= Tarefas a fazer =
1. Responda, com base no texto sobre fome e desperdício:
(a) Que quantidade de alimentos o governo está incinerando ou depositando em aterros sanitários?
(b) Em que locais esses alimentos se deterioraram?
(c) Quantos brasileiros passam fome, segundo a campanha nacional citada?
2. Segundo o texto sobre fome e desperdício, por que os alimentos apodreceram?
3. Liste tudo o que, de acordo com o texto sobre fome e desperdício, o Brasil joga fora.
═════ Fonte
Fome e desperdício
Pedro J. Bondaczuk
O Brasil, já se disse e se
reiterou inúmeras vezes, é o país do desperdício. Joga fora talentos, vidas,
frutos do trabalho e praticamente tudo. Agora, o governo está incinerando, ou
depositando em aterros sanitários, cerca de 317 toneladas de alimentos que se
deterioraram em armazéns credenciados pela Companhia Nacional de Abastecimento,
Conab.
“Como?”,
perguntará o leitor. “Não se está fazendo uma campanha nacional para combater a
fome de 32 milhões de brasileiros?”. Essa destruição de comida, apodrecida em
virtude do mau gerenciamento dos estoques oficiais, soa até como surrealista,
caso não fosse criminosa.
O
comentarista, quando topa com uma informação desse tipo, fica perplexo e muito
mais do que isso: indignado. Precisa de um autocontrole muito grande para
analisar a questão com a frieza que esse exercício merece.
══════════
═════ Itens fornecidos
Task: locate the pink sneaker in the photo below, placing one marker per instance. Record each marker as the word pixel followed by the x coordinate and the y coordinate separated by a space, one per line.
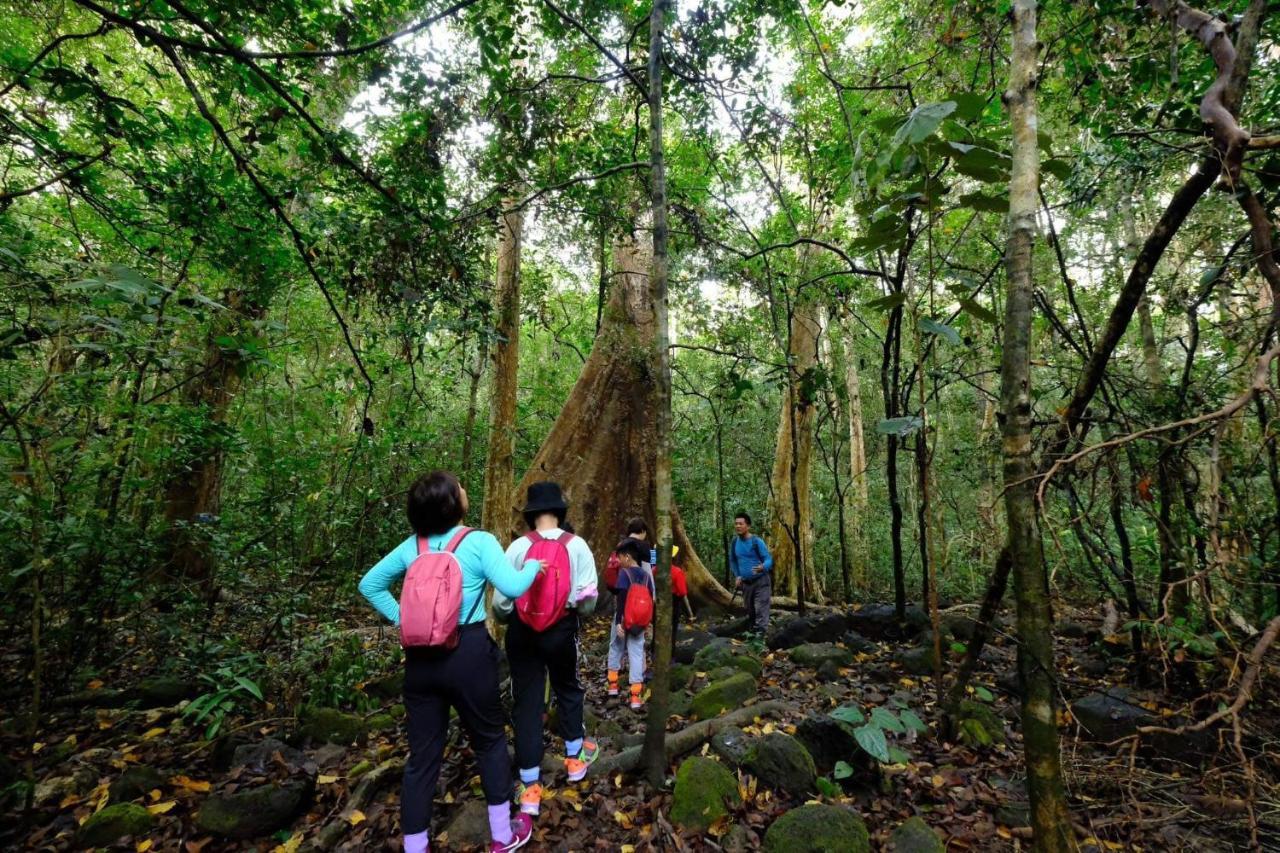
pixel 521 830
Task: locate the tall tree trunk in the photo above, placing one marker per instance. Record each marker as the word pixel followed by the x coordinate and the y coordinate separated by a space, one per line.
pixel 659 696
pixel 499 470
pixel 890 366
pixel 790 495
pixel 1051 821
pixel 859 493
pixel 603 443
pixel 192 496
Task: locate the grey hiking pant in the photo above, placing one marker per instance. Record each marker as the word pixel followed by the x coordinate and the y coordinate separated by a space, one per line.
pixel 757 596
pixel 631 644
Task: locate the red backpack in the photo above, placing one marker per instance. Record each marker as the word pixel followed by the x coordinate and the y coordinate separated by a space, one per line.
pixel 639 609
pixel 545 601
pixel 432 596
══════════
═════ Itens fornecidos
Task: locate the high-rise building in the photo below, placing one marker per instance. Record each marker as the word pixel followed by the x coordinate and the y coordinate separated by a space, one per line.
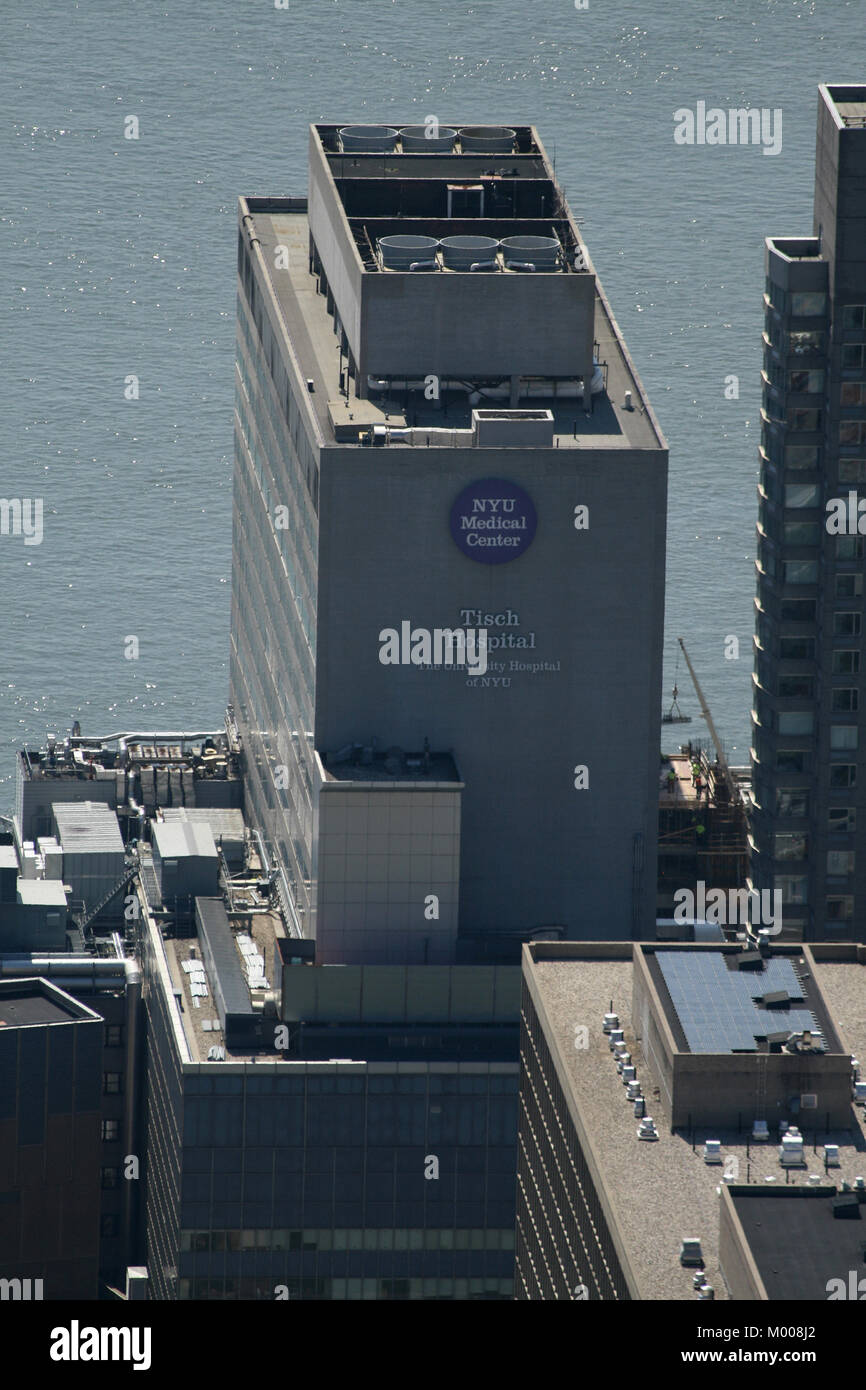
══════════
= Respostas por tarefa =
1.
(a) Cerca de 317 toneladas.
(b) Em armazéns credenciados pela Companhia Nacional de Abastecimento, a Conab.
(c) 32 milhões.

2. Os alimentos apodreceram em virtude do mau gerenciamento dos estoques oficiais.

3. Talentos, vidas, frutos do trabalho e praticamente tudo.